▸ **Entries provided**
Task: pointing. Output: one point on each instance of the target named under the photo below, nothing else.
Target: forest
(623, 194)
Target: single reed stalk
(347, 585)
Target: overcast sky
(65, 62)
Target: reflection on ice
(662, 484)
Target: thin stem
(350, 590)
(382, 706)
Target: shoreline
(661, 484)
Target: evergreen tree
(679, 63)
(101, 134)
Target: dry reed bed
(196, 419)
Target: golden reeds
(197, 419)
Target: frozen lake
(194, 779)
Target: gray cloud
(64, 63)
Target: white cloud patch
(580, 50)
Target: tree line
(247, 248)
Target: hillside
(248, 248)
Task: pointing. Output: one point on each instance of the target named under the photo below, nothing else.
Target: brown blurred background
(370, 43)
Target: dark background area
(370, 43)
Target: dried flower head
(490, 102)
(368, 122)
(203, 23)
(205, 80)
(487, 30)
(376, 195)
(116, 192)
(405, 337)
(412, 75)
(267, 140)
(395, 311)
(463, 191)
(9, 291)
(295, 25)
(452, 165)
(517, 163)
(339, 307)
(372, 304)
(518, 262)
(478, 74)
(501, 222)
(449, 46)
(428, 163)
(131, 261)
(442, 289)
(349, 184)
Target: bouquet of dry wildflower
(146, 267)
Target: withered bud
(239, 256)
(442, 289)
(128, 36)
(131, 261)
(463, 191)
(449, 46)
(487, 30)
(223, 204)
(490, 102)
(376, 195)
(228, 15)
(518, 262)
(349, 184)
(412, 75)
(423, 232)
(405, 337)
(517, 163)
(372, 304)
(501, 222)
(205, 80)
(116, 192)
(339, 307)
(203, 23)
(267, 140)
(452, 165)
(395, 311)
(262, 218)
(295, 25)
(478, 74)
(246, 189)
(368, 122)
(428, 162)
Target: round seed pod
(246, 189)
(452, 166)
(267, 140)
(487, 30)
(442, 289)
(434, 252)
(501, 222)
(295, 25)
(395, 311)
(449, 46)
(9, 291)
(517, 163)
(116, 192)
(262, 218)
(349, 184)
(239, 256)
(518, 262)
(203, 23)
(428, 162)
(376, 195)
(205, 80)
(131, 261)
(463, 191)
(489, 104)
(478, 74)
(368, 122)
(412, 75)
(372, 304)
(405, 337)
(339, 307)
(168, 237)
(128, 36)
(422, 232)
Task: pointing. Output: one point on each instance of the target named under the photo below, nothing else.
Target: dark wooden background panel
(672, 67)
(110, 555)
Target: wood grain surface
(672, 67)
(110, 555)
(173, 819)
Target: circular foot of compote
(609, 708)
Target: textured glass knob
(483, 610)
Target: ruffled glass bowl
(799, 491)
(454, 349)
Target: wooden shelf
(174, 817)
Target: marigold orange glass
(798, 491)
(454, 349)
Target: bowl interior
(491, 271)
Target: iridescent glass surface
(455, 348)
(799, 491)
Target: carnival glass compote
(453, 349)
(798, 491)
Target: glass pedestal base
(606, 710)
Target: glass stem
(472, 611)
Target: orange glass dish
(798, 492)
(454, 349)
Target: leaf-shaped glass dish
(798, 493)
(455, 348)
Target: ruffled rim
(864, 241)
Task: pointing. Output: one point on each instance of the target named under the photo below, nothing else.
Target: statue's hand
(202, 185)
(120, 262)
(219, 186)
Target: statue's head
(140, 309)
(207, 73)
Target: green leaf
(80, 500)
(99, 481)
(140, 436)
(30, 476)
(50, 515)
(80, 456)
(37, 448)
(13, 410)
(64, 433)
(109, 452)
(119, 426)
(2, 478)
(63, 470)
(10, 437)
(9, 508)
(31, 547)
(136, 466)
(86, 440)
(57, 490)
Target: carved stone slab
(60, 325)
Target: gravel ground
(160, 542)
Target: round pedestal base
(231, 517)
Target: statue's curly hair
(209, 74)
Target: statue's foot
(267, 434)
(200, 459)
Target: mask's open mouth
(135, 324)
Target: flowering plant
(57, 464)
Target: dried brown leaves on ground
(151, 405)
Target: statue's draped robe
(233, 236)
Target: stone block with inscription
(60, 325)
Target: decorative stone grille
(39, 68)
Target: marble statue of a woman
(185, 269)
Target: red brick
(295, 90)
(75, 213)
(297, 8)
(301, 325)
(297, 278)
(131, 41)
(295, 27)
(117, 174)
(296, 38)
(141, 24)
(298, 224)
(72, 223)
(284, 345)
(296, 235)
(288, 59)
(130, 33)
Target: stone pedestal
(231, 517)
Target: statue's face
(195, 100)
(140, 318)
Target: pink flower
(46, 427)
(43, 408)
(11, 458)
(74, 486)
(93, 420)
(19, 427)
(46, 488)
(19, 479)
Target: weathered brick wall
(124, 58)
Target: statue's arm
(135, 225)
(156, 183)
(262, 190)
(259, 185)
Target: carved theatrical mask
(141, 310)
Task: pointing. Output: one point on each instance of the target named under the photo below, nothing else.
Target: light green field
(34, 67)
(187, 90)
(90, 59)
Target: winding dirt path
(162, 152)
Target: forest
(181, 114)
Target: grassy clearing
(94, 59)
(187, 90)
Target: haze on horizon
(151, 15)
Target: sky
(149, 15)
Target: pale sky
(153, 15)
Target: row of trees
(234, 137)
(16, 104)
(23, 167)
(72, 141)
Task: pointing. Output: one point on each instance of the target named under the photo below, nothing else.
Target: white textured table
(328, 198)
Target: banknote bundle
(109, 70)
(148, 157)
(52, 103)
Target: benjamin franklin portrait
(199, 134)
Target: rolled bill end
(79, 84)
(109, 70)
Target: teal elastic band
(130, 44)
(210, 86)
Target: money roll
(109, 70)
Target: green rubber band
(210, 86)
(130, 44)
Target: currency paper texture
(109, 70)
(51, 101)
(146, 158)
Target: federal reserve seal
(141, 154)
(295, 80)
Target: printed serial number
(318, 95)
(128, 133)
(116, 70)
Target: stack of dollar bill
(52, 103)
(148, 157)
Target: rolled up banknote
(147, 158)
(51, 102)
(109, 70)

▸ **Objective**
Write out all the lines above as a numbered list, leaving out any blank lines.

▸ **Result for this exercise**
1. Task: pointing. Output: one point on each instance of the target named under the photo below, nothing else.
2. Target: forest
3. (623, 194)
4. Target: single reed stalk
5. (347, 585)
6. Target: overcast sky
7. (65, 62)
8. Target: reflection on ice
9. (662, 484)
10. Target: thin stem
11. (350, 590)
12. (382, 706)
13. Target: shoreline
14. (661, 484)
15. Target: evergreen tree
16. (679, 63)
17. (101, 134)
18. Target: dry reed bed
19. (196, 419)
20. Target: golden reeds
21. (197, 419)
22. Target: frozen lake
23. (194, 779)
24. Target: gray cloud
25. (64, 63)
26. Target: white cloud patch
27. (580, 50)
28. Target: tree line
29. (247, 248)
30. Target: hillside
31. (248, 248)
32. Task: pointing. Output: one point on each instance of the target named under the photo below, nothing else.
33. Target: brown blurred background
34. (370, 43)
35. Target: dark background area
36. (370, 43)
37. Target: dried flower head
38. (490, 102)
39. (368, 122)
40. (203, 23)
41. (205, 80)
42. (487, 30)
43. (376, 195)
44. (116, 192)
45. (405, 337)
46. (412, 75)
47. (267, 140)
48. (395, 311)
49. (463, 191)
50. (9, 291)
51. (295, 25)
52. (452, 165)
53. (517, 163)
54. (339, 307)
55. (372, 304)
56. (518, 262)
57. (478, 74)
58. (501, 222)
59. (449, 46)
60. (428, 163)
61. (131, 261)
62. (442, 289)
63. (349, 184)
64. Target: bouquet of dry wildflower
65. (146, 267)
66. Target: withered bud
67. (239, 256)
68. (442, 289)
69. (128, 36)
70. (131, 261)
71. (463, 191)
72. (449, 46)
73. (487, 30)
74. (223, 204)
75. (490, 102)
76. (376, 195)
77. (228, 15)
78. (518, 262)
79. (349, 184)
80. (412, 75)
81. (423, 232)
82. (405, 337)
83. (517, 163)
84. (372, 304)
85. (501, 222)
86. (205, 80)
87. (116, 192)
88. (339, 307)
89. (203, 23)
90. (267, 140)
91. (452, 165)
92. (395, 311)
93. (262, 218)
94. (295, 25)
95. (478, 74)
96. (246, 189)
97. (368, 122)
98. (428, 162)
99. Target: round seed pod
100. (246, 189)
101. (452, 166)
102. (267, 140)
103. (487, 30)
104. (442, 289)
105. (434, 252)
106. (501, 222)
107. (295, 25)
108. (395, 311)
109. (449, 46)
110. (9, 291)
111. (517, 163)
112. (116, 192)
113. (262, 218)
114. (349, 184)
115. (239, 256)
116. (518, 262)
117. (203, 23)
118. (428, 162)
119. (376, 195)
120. (205, 80)
121. (131, 261)
122. (463, 191)
123. (489, 104)
124. (478, 74)
125. (368, 122)
126. (412, 75)
127. (372, 304)
128. (405, 337)
129. (339, 307)
130. (168, 237)
131. (128, 36)
132. (422, 232)
133. Task: pointing. Output: one point on each instance of the target named under the photo below, nothing else.
134. Target: dark wooden background panel
135. (672, 67)
136. (110, 555)
137. Target: wood grain surface
138. (672, 67)
139. (110, 555)
140. (173, 819)
141. Target: circular foot of compote
142. (609, 708)
143. Target: textured glass knob
144. (483, 610)
145. Target: ruffled glass bowl
146. (799, 491)
147. (454, 349)
148. Target: wooden shelf
149. (174, 817)
150. Target: marigold orange glass
151. (798, 491)
152. (454, 349)
153. Target: bowl interior
154. (491, 271)
155. Target: iridescent glass surface
156. (455, 348)
157. (799, 491)
158. Target: carnival glass compote
159. (453, 349)
160. (798, 491)
161. Target: glass pedestal base
162. (606, 710)
163. Target: glass stem
164. (472, 611)
165. Target: orange glass dish
166. (798, 492)
167. (454, 349)
168. Target: leaf-shaped glass dish
169. (798, 493)
170. (455, 348)
171. Target: ruffled rim
172. (864, 241)
173. Task: pointing. Output: one point on each instance of the target named under the photo below, nothing else.
174. Target: statue's hand
175. (202, 185)
176. (120, 262)
177. (219, 186)
178. Target: statue's head
179. (140, 309)
180. (207, 73)
181. Target: green leaf
182. (80, 500)
183. (99, 481)
184. (140, 436)
185. (30, 476)
186. (50, 515)
187. (80, 456)
188. (37, 448)
189. (13, 410)
190. (64, 433)
191. (109, 452)
192. (119, 426)
193. (2, 478)
194. (63, 470)
195. (10, 437)
196. (9, 508)
197. (31, 547)
198. (136, 466)
199. (86, 440)
200. (57, 490)
201. Target: carved stone slab
202. (60, 325)
203. Target: gravel ground
204. (160, 542)
205. Target: round pedestal base
206. (231, 517)
207. Target: statue's curly hair
208. (209, 74)
209. Target: statue's foot
210. (267, 434)
211. (200, 459)
212. Target: mask's open mouth
213. (135, 324)
214. Target: flowering plant
215. (57, 464)
216. Target: dried brown leaves on ground
217. (151, 405)
218. Target: statue's draped robe
219. (233, 236)
220. Target: stone block with inscription
221. (60, 325)
222. Target: decorative stone grille
223. (39, 68)
224. Target: marble statue of a woman
225. (185, 269)
226. Target: red brick
227. (295, 90)
228. (75, 213)
229. (297, 8)
230. (301, 325)
231. (297, 278)
232. (131, 41)
233. (295, 27)
234. (117, 174)
235. (296, 38)
236. (141, 24)
237. (298, 224)
238. (72, 223)
239. (284, 345)
240. (296, 235)
241. (288, 59)
242. (130, 33)
243. Target: stone pedestal
244. (231, 517)
245. Target: statue's face
246. (195, 100)
247. (140, 318)
248. Target: pink flower
249. (46, 427)
250. (43, 408)
251. (11, 458)
252. (74, 486)
253. (93, 420)
254. (19, 427)
255. (46, 488)
256. (19, 479)
257. Target: weathered brick wall
258. (124, 58)
259. Target: statue's arm
260. (135, 225)
261. (156, 183)
262. (262, 190)
263. (259, 185)
264. Target: carved theatrical mask
265. (141, 310)
266. Task: pointing. Output: one point on each instance of the target named under the photo below, nothing else.
267. Target: light green field
268. (34, 67)
269. (187, 90)
270. (90, 59)
271. Target: winding dirt path
272. (162, 152)
273. Target: forest
274. (181, 114)
275. Target: grassy clearing
276. (94, 59)
277. (187, 90)
278. Target: haze on horizon
279. (151, 15)
280. Target: sky
281. (149, 15)
282. Target: pale sky
283. (153, 15)
284. Target: row of trees
285. (234, 137)
286. (16, 104)
287. (23, 167)
288. (72, 141)
289. Task: pointing. Output: one point on each instance of the target named under the photo below, nothing else.
290. Target: white textured table
291. (328, 198)
292. Target: banknote bundle
293. (109, 70)
294. (148, 157)
295. (52, 103)
296. Target: benjamin franklin portrait
297. (199, 134)
298. Target: rolled bill end
299. (79, 84)
300. (109, 70)
301. Target: teal elastic band
302. (130, 44)
303. (210, 86)
304. Target: money roll
305. (109, 70)
306. Target: green rubber band
307. (210, 86)
308. (130, 44)
309. Target: currency paper texture
310. (109, 70)
311. (51, 101)
312. (146, 158)
313. Target: federal reserve seal
314. (141, 154)
315. (295, 80)
316. Target: printed serial number
317. (318, 95)
318. (128, 133)
319. (116, 70)
320. Target: stack of dollar bill
321. (52, 103)
322. (148, 157)
323. Target: rolled up banknote
324. (147, 158)
325. (51, 102)
326. (109, 70)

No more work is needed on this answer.